* ABOUT THIS EXERCISE
For each statement below, say whether the article on the Georgia voting bills agrees with it, answering yes or no and quoting the article's deciding words exactly: 1. Home Depot helped its employees volunteer at polling stations. 2. Governor Brian Kemp has said he will sign the bills in their current form. 3. Delta contributed to campaigns in the 2020 elections.

As civil liberties groups are pressuring corporations in Georgia to oppose Republican efforts to make it harder to vote in the Peach State, the Georgia Chamber of Commerce added a statement expressing “concern and opposition” to the proposed legislation.
Coca-Cola and Home Depot are now saying their companies are aligned with the Chamber’s statement.
Other corporations in Georgia activists are lobbying include Aflac, Delta Air Lines, and UPS.
The Georgia bills, HB 531 and SB 241, would end no-excuse absentee voting, limit early voting hours, restrict drop-boxes for mail ballots, and curtail early voting on Sundays. Georgia Gov. Brian Kemp, a Republican, has not said whether he would sign the bills into law in their current form. But his spokeswoman Mallory Blount told CNN via email last week that Kemp “has been clear about his support for strengthened voter ID provisions on absentee voting.”
- Coca-Cola said voting is “a foundational right” in the US and that the company will “continue to work to advance voting rights and access…The ultimate goal should be fair, secure elections where access to voting is broad-based and inclusive.”
- Home Depot said the company had an internal campaign promoting voter registration and helped its employees volunteer at polling stations across the country.
- Delta said, “Ensuring an election system that promotes broad voter participation, equal access to the polls, and fair, secure elections processes are critical to voter confidence and creates an environment that ensures everyone’s vote is counted.” Delta also did not contribute to any campaigns in the 2020 elections due to the pandemic.
- Aflac said it has paused all political donations in the wake of the January 6 Capitol insurrection and that the company has “a long history of supporting fairness and justice.”

* PROVIDED MATERIAL
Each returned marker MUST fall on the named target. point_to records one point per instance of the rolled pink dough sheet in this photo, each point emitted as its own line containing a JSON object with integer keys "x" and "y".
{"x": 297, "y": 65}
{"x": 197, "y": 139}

* EXERCISE OUTPUT
1. Yes: "helped its employees volunteer at polling stations across the country."
2. No: "has not said whether he would sign the bills into law in their current form."
3. No: "Delta also did not contribute to any campaigns in the 2020 elections due to the pandemic."